**EXERCISE:** Beneath this line is the data. Output exactly the lines from the line with "Locate the plastic" to the line with "Locate the child's", both ends included, and nothing more.
*** Opening SUPPLIED ENTRIES ***
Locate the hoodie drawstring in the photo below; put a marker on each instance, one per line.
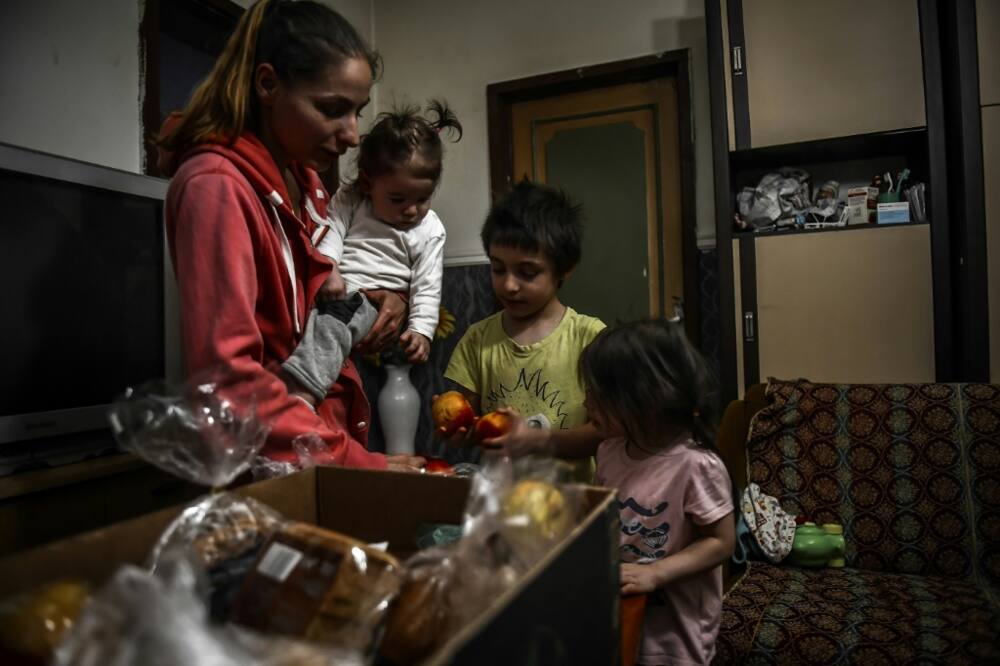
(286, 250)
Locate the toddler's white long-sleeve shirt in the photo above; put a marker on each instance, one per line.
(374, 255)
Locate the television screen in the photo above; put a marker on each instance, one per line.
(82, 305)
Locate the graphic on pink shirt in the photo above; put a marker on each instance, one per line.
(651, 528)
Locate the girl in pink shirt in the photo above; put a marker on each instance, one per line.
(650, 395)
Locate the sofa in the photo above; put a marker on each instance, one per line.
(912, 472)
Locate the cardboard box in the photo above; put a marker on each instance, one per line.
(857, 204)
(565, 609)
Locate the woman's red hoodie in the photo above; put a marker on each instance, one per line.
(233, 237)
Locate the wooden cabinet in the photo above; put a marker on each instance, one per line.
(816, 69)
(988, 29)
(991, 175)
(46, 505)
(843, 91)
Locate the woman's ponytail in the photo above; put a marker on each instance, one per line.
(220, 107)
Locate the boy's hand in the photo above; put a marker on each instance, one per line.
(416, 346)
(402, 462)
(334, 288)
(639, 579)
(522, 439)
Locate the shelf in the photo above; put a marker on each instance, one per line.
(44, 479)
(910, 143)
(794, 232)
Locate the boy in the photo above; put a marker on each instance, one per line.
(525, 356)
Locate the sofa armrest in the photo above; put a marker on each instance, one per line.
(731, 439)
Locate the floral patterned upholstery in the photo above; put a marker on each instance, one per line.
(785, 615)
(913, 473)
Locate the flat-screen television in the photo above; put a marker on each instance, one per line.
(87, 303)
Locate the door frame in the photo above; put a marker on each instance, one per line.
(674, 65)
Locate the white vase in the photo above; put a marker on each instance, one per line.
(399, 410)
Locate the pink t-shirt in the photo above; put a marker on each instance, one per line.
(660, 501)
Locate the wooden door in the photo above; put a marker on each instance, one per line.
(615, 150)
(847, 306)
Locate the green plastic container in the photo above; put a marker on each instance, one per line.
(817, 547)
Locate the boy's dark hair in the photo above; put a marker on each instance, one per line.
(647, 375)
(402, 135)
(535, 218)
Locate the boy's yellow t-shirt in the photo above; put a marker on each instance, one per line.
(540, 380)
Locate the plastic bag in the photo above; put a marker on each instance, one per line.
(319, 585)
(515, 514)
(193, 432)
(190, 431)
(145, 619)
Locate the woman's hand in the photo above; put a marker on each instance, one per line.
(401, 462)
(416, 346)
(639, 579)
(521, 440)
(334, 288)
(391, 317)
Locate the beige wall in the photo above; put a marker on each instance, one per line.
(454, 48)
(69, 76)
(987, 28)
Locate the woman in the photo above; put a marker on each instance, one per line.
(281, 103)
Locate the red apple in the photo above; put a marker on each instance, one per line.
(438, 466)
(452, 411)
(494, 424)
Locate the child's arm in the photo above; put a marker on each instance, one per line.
*** Closing SUPPLIED ENTRIES ***
*** Opening SUPPLIED ENTRIES ***
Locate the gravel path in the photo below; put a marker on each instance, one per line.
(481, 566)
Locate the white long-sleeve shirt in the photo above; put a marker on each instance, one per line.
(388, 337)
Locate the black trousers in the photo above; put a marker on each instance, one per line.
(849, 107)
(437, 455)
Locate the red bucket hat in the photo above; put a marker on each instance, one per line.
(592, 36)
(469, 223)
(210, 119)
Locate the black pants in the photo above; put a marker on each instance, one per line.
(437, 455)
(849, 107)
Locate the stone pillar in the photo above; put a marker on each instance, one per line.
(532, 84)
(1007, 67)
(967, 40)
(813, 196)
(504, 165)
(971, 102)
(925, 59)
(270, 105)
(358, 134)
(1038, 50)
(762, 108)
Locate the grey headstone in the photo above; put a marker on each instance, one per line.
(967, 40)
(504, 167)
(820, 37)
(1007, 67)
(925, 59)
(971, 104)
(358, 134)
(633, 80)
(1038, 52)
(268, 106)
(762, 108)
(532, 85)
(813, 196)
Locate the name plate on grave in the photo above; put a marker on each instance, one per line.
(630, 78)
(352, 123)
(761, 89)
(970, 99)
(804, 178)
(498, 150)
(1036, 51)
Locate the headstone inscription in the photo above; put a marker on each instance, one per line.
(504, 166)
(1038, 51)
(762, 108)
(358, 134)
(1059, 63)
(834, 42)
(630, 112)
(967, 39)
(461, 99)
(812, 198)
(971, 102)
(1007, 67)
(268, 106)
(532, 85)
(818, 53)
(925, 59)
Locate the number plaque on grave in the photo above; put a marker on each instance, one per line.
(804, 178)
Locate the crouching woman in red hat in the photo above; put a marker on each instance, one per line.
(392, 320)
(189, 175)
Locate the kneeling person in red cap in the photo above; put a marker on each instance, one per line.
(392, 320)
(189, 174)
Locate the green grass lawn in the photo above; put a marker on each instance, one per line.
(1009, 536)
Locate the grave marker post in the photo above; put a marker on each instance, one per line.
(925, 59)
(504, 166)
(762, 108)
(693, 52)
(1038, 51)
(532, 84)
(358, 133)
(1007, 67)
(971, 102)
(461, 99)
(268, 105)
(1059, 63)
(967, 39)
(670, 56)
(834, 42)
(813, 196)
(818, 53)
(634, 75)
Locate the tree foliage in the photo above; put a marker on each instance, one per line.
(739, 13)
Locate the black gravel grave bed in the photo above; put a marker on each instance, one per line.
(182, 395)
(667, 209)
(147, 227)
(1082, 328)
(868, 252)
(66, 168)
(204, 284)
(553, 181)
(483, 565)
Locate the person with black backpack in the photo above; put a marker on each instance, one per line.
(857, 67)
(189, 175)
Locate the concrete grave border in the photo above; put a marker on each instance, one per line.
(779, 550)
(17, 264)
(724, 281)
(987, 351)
*** Closing SUPPLIED ENTRIES ***
**YOUR RESPONSE:**
Locate the plastic bag in the photo above; put a marker on each instance, one per line.
(319, 585)
(515, 514)
(193, 432)
(190, 431)
(145, 619)
Locate the woman's hand in the photo above; put a marker on each instance, one per line.
(401, 462)
(416, 346)
(639, 579)
(521, 440)
(334, 288)
(391, 317)
Locate the beige wall in the photo above; put a marker on each instance, one per line.
(454, 48)
(69, 76)
(987, 28)
Locate the woman in the photo above; put a marker on each instance, one per line.
(281, 103)
Locate the red apple in the photo above; put a marker on each instance, one per line.
(438, 466)
(452, 411)
(494, 424)
Locate the child's arm in the photo above; put a marker on each instance, one per line.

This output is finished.